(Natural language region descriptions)
§ §
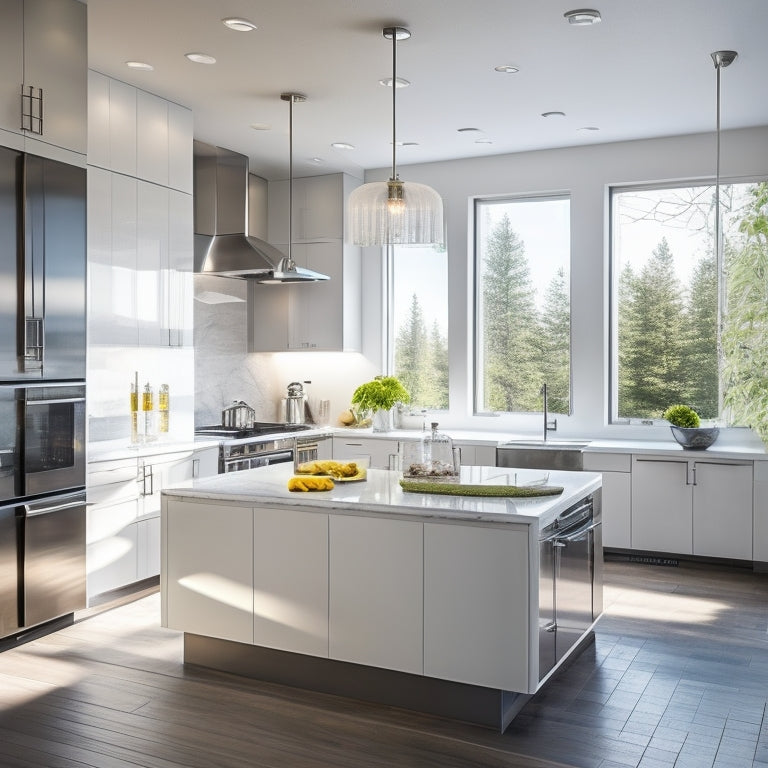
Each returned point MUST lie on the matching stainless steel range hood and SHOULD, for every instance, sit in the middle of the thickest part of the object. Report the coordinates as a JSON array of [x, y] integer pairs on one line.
[[221, 209]]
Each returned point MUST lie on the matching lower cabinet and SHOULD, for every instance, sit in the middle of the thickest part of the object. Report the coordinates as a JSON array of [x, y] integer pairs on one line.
[[290, 564], [476, 605], [616, 469], [208, 573], [376, 610], [686, 506]]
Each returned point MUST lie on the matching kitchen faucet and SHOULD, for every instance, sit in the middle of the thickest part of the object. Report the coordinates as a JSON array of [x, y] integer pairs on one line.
[[549, 426]]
§ §
> **AIM OF THE EXERCISE**
The line with "Each returned point MUST lie on the matching kitchen" through the last line of the entries above: output exactly those lines and nothing else.

> **ANSWER TO THE PROBLEM**
Each returned point MUST lie on the matching kitchen faucet and SHOULD, for every instance, sit in the middle of the thickest part of the object. Report the coordinates as a JSON array of [x, y] integer pairs on one line.
[[549, 426]]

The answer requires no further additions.